--- MATERIALS PROVIDED Enclosed Below ---
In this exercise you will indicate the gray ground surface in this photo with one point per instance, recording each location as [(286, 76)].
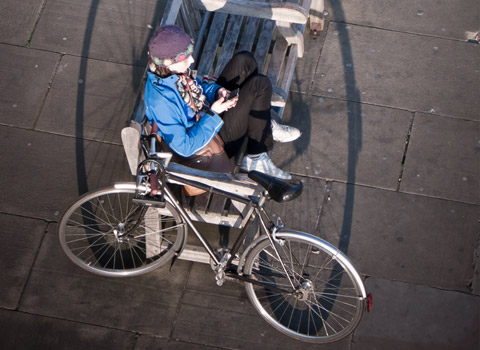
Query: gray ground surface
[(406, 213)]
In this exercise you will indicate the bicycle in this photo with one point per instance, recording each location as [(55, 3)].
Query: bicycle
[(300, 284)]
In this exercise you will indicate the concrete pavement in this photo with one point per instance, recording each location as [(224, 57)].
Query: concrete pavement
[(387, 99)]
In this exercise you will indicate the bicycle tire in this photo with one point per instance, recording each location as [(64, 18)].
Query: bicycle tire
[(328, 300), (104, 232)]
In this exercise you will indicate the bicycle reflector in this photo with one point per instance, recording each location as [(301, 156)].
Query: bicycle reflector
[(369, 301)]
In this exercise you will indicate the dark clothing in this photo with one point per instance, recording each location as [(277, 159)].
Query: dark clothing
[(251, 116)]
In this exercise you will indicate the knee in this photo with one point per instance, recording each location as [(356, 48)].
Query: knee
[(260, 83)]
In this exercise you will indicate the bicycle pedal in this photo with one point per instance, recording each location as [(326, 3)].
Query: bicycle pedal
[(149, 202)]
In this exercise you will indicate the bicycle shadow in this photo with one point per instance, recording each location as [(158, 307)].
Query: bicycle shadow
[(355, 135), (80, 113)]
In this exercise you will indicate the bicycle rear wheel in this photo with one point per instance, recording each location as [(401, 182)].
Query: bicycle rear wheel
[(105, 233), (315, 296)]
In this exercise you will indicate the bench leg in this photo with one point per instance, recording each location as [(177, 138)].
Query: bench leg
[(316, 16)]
--- End of Enclosed MATERIALS PROVIDED ---
--- MATERIALS PROVIDED Enclosed Below ---
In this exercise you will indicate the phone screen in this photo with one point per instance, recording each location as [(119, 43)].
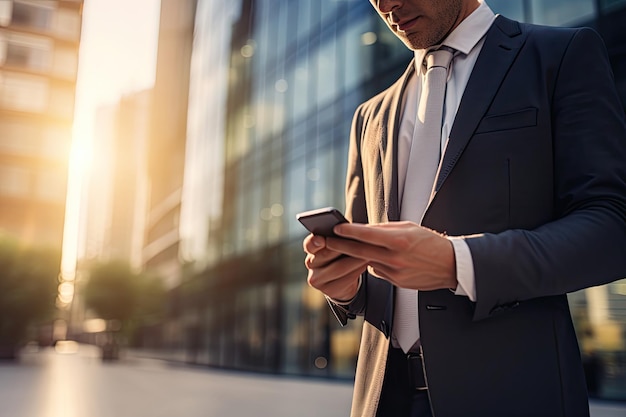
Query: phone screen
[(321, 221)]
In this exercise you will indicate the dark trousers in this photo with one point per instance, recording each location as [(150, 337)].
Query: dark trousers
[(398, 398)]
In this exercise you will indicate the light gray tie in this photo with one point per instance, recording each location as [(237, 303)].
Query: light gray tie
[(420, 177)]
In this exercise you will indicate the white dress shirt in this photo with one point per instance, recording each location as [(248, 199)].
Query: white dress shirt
--- End of Enclosed MATERIALS PROVIDED ---
◆ **REQUIREMENT**: In the listing above, find the line with "In this exercise you will indicate the bicycle tire" and the line with "In this exercise you will indicate the bicycle shadow"; output exactly those lines and all lines between them.

◆ **RESULT BELOW**:
In this exercise you will indicate the bicycle tire in this photo with one point per instance, recording each location as [(64, 18)].
Query: bicycle tire
[(328, 300), (104, 232)]
In this exercise you will indicate the bicycle reflector in this photo with one point per instance, recording each location as [(301, 156)].
Query: bicycle reflector
[(369, 301)]
In this exercise you will indicate the dark clothing in this photo with one point per instance, recording each location as [(277, 159)].
Query: dark clothing
[(251, 116)]
In this exercise you will indicate the knee in this photo with one point per instance, recording each location as [(356, 48)].
Query: knee
[(260, 83)]
In this exercise you will indicate the bicycle pedal in this photo with one point per instance, recording each location as [(326, 3)].
Query: bicycle pedal
[(149, 202)]
In this exercise you will indicate the bicycle shadow in this photo with one point per instance, recording each location as [(158, 307)].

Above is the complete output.